Can you update the records from the line containing "Locate the church" down through the line containing "(1171, 823)" by replacing "marker" with "pin"? Return only those lines, with everything else left unchanged.

########

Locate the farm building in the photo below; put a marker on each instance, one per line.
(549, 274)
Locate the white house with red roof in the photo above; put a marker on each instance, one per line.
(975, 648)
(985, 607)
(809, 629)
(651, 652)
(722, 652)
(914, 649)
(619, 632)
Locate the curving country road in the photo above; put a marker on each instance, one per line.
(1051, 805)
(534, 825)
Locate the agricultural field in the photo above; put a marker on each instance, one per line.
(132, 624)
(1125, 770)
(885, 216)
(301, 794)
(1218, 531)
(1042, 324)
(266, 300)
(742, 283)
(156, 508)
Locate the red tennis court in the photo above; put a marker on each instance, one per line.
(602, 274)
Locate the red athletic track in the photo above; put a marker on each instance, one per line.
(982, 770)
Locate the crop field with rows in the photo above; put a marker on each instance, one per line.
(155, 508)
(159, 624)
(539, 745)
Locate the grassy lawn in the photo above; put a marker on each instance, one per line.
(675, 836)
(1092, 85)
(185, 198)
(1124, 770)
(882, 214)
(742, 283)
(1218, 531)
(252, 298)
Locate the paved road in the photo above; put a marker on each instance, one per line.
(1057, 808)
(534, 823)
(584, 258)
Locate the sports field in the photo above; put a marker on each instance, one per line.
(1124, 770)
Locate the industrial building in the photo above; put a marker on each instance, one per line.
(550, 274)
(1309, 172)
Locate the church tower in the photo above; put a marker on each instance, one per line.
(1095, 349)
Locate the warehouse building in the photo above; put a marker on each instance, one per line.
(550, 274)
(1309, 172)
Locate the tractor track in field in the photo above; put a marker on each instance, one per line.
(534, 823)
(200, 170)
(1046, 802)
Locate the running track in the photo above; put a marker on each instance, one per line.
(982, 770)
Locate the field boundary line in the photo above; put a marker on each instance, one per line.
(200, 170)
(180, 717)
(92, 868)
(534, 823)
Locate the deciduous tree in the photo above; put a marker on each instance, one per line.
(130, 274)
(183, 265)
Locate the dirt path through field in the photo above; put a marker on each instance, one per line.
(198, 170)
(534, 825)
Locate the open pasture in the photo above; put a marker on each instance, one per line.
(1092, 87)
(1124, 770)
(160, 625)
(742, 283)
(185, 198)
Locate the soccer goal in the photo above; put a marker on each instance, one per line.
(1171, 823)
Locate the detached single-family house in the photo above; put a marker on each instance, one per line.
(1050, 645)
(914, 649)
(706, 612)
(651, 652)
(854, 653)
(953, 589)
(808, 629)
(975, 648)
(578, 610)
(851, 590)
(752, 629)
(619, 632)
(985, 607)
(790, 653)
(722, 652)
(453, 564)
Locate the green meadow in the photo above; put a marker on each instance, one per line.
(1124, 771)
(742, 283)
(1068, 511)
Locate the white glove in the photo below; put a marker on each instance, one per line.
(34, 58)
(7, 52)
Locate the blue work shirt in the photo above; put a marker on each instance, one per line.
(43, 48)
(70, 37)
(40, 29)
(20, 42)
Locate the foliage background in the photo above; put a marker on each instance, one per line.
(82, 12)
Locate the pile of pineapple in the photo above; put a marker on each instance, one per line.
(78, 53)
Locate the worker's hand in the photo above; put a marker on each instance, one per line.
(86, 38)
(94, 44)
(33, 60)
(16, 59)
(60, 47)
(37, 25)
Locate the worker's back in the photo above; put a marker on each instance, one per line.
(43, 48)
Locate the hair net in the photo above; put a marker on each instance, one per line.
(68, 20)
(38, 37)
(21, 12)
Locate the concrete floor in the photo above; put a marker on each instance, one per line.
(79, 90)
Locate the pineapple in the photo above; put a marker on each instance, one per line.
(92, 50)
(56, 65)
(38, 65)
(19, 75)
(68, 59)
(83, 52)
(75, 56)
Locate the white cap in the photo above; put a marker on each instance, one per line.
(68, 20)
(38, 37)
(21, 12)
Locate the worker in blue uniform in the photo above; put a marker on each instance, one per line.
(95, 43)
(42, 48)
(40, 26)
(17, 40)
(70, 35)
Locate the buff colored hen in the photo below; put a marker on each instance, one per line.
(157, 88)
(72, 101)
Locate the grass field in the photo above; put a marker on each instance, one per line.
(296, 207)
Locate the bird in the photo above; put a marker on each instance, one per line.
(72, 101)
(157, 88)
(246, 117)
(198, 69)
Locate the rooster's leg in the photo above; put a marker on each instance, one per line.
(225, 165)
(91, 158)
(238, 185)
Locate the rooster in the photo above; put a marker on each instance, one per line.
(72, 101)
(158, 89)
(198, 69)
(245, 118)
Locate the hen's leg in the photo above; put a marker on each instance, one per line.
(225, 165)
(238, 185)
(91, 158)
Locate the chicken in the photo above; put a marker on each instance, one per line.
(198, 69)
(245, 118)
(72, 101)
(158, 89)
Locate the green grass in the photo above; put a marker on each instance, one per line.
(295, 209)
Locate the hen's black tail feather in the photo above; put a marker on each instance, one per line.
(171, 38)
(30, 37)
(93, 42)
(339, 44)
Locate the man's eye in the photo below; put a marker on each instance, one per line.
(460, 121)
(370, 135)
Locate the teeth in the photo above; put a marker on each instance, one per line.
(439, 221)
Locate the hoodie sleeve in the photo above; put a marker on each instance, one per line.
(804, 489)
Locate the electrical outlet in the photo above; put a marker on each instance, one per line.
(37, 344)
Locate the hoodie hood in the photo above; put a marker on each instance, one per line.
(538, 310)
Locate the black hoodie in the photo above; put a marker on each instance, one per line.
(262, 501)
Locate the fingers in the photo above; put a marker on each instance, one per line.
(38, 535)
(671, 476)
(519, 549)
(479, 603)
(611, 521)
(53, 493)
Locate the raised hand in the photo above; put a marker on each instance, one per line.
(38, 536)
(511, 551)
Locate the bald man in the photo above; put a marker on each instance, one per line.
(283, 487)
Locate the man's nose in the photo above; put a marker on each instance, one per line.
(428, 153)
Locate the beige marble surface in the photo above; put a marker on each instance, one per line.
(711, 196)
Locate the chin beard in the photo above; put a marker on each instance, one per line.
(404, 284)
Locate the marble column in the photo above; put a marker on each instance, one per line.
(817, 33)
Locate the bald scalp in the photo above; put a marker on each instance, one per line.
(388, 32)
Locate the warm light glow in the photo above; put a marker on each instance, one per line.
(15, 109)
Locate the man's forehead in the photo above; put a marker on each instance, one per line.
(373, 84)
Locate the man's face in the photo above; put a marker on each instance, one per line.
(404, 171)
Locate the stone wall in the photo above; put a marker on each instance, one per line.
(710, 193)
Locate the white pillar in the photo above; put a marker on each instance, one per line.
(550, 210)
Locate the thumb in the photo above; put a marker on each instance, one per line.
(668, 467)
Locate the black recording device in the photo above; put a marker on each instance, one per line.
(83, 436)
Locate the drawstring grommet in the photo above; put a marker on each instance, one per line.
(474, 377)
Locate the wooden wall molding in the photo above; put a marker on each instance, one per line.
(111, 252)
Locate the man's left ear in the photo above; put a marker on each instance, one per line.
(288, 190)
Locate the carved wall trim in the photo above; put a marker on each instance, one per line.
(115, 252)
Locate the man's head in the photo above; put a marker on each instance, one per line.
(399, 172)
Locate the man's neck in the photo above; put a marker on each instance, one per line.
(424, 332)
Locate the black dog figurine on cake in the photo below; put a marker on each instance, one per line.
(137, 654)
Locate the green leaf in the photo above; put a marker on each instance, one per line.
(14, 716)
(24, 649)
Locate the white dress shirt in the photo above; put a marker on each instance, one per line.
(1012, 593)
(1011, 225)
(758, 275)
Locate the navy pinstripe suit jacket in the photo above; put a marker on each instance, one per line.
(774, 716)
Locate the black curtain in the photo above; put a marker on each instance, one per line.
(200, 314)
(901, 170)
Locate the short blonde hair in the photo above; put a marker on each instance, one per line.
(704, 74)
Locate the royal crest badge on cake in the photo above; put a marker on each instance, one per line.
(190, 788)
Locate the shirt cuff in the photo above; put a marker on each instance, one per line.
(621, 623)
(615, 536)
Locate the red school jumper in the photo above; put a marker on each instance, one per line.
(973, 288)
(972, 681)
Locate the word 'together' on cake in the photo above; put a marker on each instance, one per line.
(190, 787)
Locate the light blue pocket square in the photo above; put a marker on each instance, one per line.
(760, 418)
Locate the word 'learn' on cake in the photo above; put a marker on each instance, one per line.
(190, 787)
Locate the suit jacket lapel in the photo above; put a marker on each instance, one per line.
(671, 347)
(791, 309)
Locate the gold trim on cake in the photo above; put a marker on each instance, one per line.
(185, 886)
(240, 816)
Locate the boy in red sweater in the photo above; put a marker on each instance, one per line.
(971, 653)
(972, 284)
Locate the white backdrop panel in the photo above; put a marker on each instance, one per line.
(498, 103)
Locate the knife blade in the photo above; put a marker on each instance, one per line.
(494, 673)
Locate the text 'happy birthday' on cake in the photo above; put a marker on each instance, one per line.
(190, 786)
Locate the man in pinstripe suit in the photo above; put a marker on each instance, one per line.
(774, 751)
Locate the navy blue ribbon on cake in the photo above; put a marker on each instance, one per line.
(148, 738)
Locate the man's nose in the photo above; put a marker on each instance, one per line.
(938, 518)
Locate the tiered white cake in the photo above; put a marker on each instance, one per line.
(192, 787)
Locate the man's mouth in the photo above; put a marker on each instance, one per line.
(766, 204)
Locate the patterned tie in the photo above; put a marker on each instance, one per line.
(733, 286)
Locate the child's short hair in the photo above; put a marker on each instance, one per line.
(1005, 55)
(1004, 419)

########

● **Solved problem**:
Locate the church tower in the photo above; put a pin on each instance, one per line.
(1095, 349)
Locate the warehouse building in the photo above; put a pin on each instance, one per line.
(550, 274)
(1309, 172)
Locate the tractor track in field in the photo above; put a pin on each instance, one per line.
(534, 823)
(200, 170)
(1046, 802)
Locate the running track in the photo above; put a pin on each instance, one per line.
(982, 770)
Locate the field boundary line in the photo above; put a pin on each instance, one per line.
(200, 170)
(180, 717)
(92, 868)
(534, 823)
Locate the deciduous tree in the photo above; put a pin on each instance, one per line.
(130, 274)
(183, 265)
Locate the dirt path through field in the photo above; put a pin on each instance, one per line.
(198, 170)
(534, 825)
Locate the open pasture in the photo above; put a pin on each instance, one per line.
(1092, 87)
(1124, 770)
(160, 625)
(742, 283)
(185, 198)
Locate the soccer goal in the photo above; put a pin on each instance, one per line.
(1171, 823)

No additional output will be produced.